-- Aim of the task --
State how many lines of the material contain the string "foot". Reply with the number alone.

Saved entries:
** START **
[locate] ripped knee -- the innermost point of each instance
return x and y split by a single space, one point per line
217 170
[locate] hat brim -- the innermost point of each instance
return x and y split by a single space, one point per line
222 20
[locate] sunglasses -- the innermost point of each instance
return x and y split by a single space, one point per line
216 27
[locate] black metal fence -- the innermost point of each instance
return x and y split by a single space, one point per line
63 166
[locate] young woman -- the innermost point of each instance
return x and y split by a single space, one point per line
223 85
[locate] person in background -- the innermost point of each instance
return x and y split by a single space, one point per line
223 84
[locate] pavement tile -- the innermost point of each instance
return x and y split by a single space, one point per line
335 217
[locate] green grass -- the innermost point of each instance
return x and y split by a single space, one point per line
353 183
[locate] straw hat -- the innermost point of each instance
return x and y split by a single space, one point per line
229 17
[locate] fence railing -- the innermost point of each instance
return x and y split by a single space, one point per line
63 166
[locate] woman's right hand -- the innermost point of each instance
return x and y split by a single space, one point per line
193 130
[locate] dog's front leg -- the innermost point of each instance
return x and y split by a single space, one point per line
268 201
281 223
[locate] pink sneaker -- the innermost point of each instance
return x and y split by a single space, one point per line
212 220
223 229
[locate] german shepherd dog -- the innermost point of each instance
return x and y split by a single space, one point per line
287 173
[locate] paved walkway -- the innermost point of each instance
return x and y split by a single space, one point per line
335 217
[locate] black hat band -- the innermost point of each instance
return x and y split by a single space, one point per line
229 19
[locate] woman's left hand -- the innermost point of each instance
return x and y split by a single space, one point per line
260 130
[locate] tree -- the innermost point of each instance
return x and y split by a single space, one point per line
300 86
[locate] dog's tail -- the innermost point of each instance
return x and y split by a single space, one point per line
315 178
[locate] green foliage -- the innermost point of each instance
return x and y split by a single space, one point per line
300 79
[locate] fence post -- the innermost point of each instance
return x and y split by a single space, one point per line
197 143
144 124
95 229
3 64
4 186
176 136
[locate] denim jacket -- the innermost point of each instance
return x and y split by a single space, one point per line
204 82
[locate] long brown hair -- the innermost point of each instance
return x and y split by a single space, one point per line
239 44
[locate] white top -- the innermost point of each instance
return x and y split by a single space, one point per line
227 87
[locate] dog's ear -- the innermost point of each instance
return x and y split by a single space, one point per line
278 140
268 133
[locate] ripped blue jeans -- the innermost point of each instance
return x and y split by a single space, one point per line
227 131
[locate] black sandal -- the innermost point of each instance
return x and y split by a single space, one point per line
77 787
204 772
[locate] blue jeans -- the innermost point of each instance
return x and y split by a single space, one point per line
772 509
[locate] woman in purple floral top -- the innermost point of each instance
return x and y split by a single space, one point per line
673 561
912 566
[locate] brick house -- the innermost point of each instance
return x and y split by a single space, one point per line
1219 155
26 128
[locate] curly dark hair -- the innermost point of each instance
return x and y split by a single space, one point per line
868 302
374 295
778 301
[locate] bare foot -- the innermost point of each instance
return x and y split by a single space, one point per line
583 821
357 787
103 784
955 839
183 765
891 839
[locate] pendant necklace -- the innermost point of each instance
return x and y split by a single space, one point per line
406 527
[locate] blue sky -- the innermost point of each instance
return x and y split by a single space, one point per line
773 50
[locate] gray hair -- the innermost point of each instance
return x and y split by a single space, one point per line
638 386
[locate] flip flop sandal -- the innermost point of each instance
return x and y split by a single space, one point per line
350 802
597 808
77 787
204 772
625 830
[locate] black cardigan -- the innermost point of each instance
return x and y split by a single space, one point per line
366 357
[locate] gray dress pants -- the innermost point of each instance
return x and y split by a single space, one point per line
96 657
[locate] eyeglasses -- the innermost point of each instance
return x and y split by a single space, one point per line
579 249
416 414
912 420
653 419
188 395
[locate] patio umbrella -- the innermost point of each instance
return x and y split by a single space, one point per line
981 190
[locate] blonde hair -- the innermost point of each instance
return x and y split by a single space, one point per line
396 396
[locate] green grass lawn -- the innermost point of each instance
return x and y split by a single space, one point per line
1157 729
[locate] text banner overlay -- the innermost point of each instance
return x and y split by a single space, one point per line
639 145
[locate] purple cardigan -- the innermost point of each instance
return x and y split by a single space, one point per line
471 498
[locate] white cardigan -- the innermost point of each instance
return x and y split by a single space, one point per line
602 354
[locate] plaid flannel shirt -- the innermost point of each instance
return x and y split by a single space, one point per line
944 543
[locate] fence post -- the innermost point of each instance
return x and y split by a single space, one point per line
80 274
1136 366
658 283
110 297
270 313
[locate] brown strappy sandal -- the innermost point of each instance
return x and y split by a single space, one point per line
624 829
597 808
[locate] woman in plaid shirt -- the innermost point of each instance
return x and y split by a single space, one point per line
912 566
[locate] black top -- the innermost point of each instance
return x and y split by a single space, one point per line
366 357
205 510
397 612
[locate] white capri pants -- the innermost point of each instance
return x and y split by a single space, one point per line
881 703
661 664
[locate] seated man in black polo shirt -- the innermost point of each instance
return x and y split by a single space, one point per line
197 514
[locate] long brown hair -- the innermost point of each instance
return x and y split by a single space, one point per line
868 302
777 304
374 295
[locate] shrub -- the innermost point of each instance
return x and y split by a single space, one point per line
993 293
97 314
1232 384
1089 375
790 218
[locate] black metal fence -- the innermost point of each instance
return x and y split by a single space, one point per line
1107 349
** END **
** START **
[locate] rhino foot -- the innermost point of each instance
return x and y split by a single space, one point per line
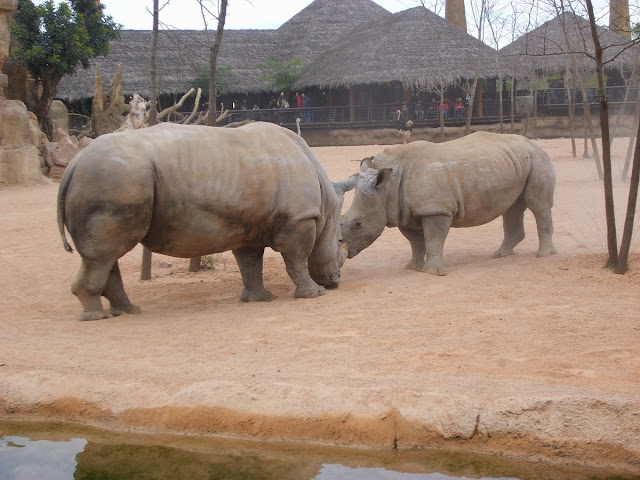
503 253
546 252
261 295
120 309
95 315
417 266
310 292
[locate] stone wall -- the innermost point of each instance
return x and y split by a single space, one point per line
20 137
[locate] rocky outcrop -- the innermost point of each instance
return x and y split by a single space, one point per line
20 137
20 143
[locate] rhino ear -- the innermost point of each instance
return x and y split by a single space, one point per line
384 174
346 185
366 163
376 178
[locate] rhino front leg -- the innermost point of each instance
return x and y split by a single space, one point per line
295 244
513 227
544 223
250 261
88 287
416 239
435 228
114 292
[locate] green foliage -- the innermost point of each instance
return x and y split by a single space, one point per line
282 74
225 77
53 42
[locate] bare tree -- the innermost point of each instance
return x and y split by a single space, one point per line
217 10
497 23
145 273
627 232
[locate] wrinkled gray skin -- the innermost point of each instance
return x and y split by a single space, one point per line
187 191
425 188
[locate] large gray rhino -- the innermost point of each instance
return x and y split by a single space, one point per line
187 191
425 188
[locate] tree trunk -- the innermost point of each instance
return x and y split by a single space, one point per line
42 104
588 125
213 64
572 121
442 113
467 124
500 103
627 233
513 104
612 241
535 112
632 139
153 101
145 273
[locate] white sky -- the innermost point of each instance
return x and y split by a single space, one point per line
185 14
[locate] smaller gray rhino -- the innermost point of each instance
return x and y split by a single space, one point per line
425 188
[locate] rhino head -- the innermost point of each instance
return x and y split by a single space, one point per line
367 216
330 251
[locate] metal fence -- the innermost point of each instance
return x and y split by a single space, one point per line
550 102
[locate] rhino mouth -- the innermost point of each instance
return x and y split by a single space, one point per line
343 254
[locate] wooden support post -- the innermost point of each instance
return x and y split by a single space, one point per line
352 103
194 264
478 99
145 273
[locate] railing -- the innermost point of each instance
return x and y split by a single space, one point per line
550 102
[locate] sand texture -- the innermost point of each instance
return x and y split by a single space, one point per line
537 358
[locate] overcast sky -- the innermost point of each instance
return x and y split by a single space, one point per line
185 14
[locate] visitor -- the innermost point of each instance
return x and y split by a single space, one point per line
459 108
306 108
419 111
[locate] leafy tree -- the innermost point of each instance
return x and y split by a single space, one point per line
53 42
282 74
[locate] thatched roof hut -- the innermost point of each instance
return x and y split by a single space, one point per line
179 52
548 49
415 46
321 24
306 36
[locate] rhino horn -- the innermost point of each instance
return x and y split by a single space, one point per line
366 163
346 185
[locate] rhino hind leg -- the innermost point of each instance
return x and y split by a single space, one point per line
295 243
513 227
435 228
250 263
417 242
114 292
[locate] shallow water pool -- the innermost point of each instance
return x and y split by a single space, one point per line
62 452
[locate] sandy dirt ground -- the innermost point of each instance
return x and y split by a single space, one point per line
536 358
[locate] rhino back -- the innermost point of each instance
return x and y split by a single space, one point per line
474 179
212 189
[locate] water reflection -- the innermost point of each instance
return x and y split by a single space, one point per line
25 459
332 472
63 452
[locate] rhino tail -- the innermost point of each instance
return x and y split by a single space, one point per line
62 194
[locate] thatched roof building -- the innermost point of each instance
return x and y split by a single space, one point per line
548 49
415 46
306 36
** END **
** START **
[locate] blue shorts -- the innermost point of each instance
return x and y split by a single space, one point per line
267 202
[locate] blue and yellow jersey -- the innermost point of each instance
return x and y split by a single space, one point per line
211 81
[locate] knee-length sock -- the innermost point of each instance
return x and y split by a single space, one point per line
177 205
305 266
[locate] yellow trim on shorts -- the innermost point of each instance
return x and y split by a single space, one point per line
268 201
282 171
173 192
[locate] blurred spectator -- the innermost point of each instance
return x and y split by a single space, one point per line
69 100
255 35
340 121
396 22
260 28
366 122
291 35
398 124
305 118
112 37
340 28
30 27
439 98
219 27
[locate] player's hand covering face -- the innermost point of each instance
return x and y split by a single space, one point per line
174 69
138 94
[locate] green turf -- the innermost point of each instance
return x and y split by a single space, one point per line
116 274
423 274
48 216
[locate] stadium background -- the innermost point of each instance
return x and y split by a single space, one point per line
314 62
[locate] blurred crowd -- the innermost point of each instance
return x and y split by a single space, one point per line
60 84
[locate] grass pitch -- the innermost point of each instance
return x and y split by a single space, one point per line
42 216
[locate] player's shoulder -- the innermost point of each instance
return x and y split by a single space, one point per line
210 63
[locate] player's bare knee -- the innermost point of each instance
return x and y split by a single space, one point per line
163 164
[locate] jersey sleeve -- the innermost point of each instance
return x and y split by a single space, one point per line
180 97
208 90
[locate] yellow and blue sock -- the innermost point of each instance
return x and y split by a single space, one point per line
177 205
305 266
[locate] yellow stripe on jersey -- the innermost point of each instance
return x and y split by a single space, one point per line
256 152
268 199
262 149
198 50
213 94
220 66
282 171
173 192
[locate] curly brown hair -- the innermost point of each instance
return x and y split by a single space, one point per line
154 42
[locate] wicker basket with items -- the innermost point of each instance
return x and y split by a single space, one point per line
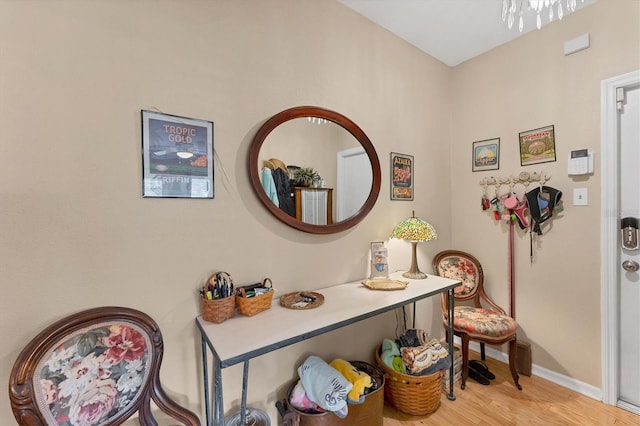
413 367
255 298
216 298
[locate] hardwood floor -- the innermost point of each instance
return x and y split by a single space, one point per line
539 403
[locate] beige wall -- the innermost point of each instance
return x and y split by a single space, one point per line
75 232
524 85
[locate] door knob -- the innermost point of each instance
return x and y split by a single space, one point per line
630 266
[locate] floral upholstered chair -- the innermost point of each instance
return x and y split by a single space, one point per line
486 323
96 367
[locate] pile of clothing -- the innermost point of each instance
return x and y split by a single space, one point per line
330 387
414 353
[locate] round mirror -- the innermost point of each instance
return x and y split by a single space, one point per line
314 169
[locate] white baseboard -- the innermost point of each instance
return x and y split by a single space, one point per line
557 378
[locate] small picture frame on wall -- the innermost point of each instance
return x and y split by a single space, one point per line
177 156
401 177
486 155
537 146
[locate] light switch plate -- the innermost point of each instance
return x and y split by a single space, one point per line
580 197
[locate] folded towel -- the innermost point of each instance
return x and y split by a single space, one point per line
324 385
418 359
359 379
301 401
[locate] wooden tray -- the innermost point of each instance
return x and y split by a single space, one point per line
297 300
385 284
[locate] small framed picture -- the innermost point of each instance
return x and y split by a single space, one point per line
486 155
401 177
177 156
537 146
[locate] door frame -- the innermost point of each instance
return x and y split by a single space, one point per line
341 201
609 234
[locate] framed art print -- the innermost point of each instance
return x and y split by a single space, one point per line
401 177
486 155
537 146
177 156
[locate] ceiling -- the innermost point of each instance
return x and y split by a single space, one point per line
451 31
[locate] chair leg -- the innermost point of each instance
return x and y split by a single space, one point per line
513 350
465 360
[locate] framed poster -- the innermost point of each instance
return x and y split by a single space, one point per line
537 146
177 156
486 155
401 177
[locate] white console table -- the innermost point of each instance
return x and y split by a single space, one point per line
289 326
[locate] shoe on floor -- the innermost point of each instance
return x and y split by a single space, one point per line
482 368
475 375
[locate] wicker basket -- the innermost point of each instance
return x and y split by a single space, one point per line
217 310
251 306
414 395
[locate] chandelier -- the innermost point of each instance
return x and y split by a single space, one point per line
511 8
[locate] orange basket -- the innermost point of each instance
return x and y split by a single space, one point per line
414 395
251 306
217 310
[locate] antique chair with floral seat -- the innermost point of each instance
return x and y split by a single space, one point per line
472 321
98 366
** END **
-- Task output --
2